Can you render the records below as a Markdown table with the columns Row and Text, starting at the line with "Spot every instance of the wooden fence post" and continuing up to and including the line with "x=124 y=353", leaving out blank lines? Number each row and put the line itself in Text.

* start LISTED RECORDS *

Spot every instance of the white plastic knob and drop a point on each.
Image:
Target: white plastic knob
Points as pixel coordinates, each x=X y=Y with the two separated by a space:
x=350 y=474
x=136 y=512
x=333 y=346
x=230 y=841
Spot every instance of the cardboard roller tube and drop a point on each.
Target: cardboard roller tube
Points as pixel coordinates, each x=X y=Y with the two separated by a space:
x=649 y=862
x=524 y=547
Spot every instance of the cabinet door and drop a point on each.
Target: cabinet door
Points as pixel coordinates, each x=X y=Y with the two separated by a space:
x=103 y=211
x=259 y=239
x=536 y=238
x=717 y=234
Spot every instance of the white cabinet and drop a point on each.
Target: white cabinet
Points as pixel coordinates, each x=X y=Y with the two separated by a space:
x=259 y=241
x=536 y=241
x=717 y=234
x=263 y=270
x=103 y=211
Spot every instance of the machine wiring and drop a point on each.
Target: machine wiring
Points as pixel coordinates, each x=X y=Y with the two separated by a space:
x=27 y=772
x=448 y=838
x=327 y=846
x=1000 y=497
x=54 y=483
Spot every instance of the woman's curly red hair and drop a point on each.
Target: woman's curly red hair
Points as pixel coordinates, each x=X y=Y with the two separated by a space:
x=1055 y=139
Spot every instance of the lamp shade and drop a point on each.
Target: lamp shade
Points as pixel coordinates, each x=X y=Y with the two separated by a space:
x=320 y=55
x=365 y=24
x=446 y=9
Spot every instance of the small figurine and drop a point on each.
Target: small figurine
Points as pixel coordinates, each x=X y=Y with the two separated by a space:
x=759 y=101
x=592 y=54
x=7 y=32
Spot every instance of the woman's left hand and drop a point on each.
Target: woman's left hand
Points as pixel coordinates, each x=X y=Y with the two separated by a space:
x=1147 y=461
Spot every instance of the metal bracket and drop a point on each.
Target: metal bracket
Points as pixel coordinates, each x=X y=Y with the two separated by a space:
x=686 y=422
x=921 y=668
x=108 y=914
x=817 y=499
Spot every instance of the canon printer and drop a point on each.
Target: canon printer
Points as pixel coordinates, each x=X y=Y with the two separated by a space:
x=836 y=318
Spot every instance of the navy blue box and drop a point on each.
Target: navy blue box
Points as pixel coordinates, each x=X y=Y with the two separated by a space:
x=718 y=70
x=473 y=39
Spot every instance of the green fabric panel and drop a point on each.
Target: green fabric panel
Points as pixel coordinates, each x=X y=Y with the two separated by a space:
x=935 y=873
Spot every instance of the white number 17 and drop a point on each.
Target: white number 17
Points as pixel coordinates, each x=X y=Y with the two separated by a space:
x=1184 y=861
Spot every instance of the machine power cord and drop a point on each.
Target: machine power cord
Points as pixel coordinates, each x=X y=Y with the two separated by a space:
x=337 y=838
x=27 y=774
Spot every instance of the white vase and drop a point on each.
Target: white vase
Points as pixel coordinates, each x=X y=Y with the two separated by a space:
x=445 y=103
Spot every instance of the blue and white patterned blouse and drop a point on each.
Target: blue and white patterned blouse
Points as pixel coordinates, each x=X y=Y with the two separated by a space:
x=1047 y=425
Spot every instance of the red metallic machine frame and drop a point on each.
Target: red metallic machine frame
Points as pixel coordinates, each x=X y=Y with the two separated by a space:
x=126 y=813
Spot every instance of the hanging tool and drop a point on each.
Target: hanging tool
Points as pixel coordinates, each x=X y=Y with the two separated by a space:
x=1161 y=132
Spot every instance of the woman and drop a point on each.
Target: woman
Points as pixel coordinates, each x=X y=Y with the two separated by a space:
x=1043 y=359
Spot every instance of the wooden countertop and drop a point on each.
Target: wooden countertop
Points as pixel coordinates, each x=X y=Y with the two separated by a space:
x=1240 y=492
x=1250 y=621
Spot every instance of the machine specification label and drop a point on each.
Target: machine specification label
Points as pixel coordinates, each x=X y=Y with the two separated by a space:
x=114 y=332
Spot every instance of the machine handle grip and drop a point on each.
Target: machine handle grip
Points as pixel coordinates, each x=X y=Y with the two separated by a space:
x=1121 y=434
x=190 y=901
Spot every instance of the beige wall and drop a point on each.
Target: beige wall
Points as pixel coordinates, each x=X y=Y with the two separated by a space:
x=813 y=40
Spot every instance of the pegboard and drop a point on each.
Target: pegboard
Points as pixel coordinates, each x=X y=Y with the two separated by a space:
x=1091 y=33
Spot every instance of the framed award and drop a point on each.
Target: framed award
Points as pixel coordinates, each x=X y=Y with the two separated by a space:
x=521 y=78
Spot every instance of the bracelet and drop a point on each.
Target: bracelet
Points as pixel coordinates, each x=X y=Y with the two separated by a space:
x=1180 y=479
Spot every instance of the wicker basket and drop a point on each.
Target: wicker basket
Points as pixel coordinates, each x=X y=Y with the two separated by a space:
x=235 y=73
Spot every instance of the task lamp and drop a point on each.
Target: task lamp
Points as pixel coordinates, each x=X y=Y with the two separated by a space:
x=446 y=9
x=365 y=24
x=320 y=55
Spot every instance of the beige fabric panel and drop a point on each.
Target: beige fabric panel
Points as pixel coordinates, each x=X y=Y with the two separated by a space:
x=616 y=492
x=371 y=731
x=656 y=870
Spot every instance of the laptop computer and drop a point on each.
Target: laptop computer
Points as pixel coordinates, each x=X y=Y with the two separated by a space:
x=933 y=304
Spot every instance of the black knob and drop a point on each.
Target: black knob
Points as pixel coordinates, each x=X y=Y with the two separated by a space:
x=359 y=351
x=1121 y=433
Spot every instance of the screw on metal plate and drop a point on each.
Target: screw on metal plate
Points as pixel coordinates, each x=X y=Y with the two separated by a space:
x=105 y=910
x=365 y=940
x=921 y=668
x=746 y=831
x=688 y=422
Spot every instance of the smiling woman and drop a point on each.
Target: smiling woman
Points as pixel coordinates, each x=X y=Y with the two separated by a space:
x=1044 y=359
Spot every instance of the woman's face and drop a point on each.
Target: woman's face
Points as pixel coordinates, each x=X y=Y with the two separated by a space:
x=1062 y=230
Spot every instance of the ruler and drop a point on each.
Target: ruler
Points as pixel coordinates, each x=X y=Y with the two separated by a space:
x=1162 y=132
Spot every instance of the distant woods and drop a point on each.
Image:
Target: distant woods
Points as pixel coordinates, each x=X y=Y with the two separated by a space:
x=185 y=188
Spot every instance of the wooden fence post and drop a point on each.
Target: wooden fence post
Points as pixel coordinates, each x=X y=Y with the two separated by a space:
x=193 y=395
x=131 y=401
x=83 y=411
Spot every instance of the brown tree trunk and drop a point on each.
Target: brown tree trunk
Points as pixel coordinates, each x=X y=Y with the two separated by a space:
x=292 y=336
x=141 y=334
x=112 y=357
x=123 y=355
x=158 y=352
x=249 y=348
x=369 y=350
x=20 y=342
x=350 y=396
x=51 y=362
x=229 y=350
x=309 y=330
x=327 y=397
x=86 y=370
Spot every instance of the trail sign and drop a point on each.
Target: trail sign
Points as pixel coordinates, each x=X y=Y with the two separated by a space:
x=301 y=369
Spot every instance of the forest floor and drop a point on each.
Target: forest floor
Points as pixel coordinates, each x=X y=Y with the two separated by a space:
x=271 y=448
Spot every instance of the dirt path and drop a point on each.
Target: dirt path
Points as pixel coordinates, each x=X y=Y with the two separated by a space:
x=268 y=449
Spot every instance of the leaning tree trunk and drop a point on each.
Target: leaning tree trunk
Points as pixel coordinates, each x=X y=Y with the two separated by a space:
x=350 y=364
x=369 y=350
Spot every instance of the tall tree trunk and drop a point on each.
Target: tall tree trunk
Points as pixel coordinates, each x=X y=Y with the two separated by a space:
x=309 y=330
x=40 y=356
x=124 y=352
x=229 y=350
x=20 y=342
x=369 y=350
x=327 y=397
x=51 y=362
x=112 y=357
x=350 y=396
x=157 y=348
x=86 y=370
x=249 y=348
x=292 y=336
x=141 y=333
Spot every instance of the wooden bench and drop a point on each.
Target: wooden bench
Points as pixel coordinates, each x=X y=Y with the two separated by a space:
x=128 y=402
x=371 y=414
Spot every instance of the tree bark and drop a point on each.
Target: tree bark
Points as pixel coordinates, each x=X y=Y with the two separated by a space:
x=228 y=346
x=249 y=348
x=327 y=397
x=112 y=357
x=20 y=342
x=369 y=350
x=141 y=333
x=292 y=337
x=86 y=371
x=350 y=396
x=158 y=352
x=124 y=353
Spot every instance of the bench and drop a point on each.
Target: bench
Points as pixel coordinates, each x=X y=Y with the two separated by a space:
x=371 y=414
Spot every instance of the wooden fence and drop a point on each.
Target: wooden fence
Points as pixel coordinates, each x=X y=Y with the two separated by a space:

* end LISTED RECORDS *

• **RESULT FOR THIS TASK**:
| Row | Text |
|---|---|
| 1 | Spot every instance of the wooden fence post and drop a point on each. |
| 2 | Target: wooden fence post |
| 3 | Points as pixel coordinates, each x=X y=Y with the two separated by a space: |
| 4 | x=193 y=395 |
| 5 | x=131 y=401 |
| 6 | x=83 y=411 |
| 7 | Spot every instance of the brown tree trunk and drop a point on each. |
| 8 | Target: brown tree trunk |
| 9 | Points as pixel coordinates, each x=X y=Y with the two separated by a space: |
| 10 | x=292 y=336 |
| 11 | x=141 y=334 |
| 12 | x=112 y=357 |
| 13 | x=123 y=355 |
| 14 | x=158 y=352 |
| 15 | x=249 y=348 |
| 16 | x=369 y=350 |
| 17 | x=20 y=342 |
| 18 | x=350 y=396 |
| 19 | x=51 y=362 |
| 20 | x=229 y=350 |
| 21 | x=309 y=330 |
| 22 | x=327 y=397 |
| 23 | x=86 y=370 |
| 24 | Spot every instance of the trail sign and drop a point on each. |
| 25 | Target: trail sign |
| 26 | Points as pixel coordinates, each x=X y=Y with the two separated by a space: |
| 27 | x=301 y=369 |
| 28 | Spot every instance of the forest floor and drop a point on each. |
| 29 | Target: forest floor |
| 30 | Points as pixel coordinates, each x=X y=Y with the two separated by a space: |
| 31 | x=271 y=448 |
| 32 | Spot every instance of the dirt path and drop a point on each. |
| 33 | Target: dirt path |
| 34 | Points as pixel coordinates, each x=X y=Y with the two separated by a space: |
| 35 | x=268 y=449 |
| 36 | Spot every instance of the leaning tree trunk and drop a point on each. |
| 37 | Target: leaning tree trunk |
| 38 | Points as pixel coordinates, each x=X y=Y with the two separated by a space: |
| 39 | x=350 y=364 |
| 40 | x=369 y=350 |
| 41 | Spot every instance of the tall tree trunk and drop a point on each. |
| 42 | Target: tall tree trunk |
| 43 | Points as pixel coordinates, each x=X y=Y with the two separated by a space: |
| 44 | x=309 y=330 |
| 45 | x=40 y=356 |
| 46 | x=124 y=352 |
| 47 | x=229 y=350 |
| 48 | x=20 y=342 |
| 49 | x=369 y=350 |
| 50 | x=327 y=397 |
| 51 | x=51 y=362 |
| 52 | x=112 y=357 |
| 53 | x=350 y=396 |
| 54 | x=157 y=348 |
| 55 | x=86 y=370 |
| 56 | x=249 y=348 |
| 57 | x=292 y=336 |
| 58 | x=141 y=333 |
| 59 | Spot every instance of the wooden bench and drop a point on each. |
| 60 | Target: wooden bench |
| 61 | Points as pixel coordinates, each x=X y=Y with the two separated by a space: |
| 62 | x=128 y=402 |
| 63 | x=371 y=414 |
| 64 | Spot every instance of the tree bark and drop a point on each. |
| 65 | Target: tree bark |
| 66 | Points as pixel coordinates, each x=X y=Y with the two separated by a space: |
| 67 | x=228 y=346 |
| 68 | x=249 y=348 |
| 69 | x=327 y=397 |
| 70 | x=112 y=357 |
| 71 | x=20 y=342 |
| 72 | x=369 y=350 |
| 73 | x=141 y=333 |
| 74 | x=292 y=337 |
| 75 | x=86 y=371 |
| 76 | x=350 y=396 |
| 77 | x=158 y=352 |
| 78 | x=124 y=353 |